> **MATERIALS PROVIDED**:
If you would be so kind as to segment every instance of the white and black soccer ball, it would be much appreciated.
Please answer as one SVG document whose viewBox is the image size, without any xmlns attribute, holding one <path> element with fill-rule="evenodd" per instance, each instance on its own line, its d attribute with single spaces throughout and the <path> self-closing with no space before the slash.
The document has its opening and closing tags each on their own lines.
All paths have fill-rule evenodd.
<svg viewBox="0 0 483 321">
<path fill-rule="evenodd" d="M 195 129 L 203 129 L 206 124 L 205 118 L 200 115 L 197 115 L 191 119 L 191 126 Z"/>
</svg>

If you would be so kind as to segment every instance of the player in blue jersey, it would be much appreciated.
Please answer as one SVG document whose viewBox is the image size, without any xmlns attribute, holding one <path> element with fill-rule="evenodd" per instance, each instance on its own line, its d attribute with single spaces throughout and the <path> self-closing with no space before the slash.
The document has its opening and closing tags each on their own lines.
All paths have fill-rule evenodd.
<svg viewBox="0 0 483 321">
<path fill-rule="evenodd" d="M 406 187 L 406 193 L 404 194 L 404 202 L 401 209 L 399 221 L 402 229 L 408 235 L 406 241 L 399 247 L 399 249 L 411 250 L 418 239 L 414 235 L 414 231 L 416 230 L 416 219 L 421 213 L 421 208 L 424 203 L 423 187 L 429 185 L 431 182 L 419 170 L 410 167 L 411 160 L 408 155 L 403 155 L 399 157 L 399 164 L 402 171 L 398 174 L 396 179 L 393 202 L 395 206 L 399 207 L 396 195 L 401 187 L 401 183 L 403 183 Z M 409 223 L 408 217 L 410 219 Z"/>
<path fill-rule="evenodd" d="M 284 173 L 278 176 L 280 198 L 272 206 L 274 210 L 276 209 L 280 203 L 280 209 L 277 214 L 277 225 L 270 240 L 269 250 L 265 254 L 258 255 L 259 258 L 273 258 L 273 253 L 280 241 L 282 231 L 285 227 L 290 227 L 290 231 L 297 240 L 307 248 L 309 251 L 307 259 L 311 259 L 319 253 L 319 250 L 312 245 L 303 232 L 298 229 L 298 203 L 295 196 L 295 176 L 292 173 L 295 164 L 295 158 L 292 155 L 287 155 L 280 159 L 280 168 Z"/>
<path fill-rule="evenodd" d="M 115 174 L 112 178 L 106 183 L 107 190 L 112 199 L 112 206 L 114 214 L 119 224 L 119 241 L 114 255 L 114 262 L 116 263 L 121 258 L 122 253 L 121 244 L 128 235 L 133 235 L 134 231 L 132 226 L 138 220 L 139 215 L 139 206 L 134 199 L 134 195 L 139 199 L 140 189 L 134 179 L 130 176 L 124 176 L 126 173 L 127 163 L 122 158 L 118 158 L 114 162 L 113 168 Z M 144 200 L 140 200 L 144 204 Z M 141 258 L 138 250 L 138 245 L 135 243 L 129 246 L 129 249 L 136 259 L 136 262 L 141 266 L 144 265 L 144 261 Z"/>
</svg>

> **WHAT THIS TASK INVOLVES**: Rewrite the lines from the one containing "jersey, it would be much appreciated." through the last line as a JSON list of strings, one string per line, with blank lines left out.

> **WRITTEN RESPONSE**:
[
  "If you would be so kind as to segment every instance of the player in blue jersey, it would be much appreciated.",
  "Please answer as one SVG document whose viewBox is the image size, without any xmlns attribute, holding one <path> element with fill-rule=\"evenodd\" per instance, each instance on its own line, its d attribute with single spaces throughout and the <path> self-closing with no space before the slash.",
  "The document has its opening and closing tags each on their own lines.",
  "All paths have fill-rule evenodd.",
  "<svg viewBox=\"0 0 483 321\">",
  "<path fill-rule=\"evenodd\" d=\"M 406 187 L 406 193 L 404 194 L 404 202 L 401 209 L 399 221 L 402 229 L 408 235 L 406 241 L 399 247 L 399 249 L 411 250 L 418 239 L 414 235 L 414 231 L 416 230 L 416 219 L 421 213 L 421 208 L 424 203 L 423 187 L 429 185 L 431 182 L 419 170 L 410 167 L 411 160 L 408 155 L 403 155 L 399 157 L 399 164 L 402 171 L 398 174 L 396 179 L 393 202 L 395 206 L 399 207 L 396 195 L 401 187 L 401 183 L 403 183 Z M 409 223 L 408 217 L 410 219 Z\"/>",
  "<path fill-rule=\"evenodd\" d=\"M 284 173 L 278 176 L 280 198 L 272 206 L 274 210 L 276 209 L 280 203 L 280 209 L 277 214 L 277 225 L 270 240 L 269 250 L 265 254 L 258 255 L 259 258 L 273 258 L 273 253 L 280 241 L 282 231 L 285 227 L 290 227 L 290 231 L 297 240 L 307 248 L 309 251 L 307 259 L 311 259 L 319 253 L 319 250 L 312 245 L 303 232 L 298 229 L 298 203 L 295 196 L 295 176 L 292 173 L 295 164 L 295 158 L 292 155 L 287 155 L 280 159 L 280 168 Z\"/>",
  "<path fill-rule=\"evenodd\" d=\"M 115 174 L 112 178 L 106 183 L 107 190 L 112 199 L 112 206 L 114 214 L 119 224 L 119 241 L 114 255 L 114 262 L 116 263 L 121 258 L 122 253 L 121 244 L 128 235 L 133 235 L 134 231 L 132 226 L 138 220 L 139 215 L 139 206 L 134 199 L 134 195 L 139 199 L 140 189 L 134 179 L 130 176 L 124 176 L 126 173 L 127 163 L 122 158 L 118 158 L 114 162 L 113 168 Z M 144 200 L 140 200 L 144 204 Z M 141 258 L 138 250 L 138 245 L 135 243 L 129 246 L 129 249 L 136 259 L 136 262 L 141 266 L 144 265 L 144 261 Z\"/>",
  "</svg>"
]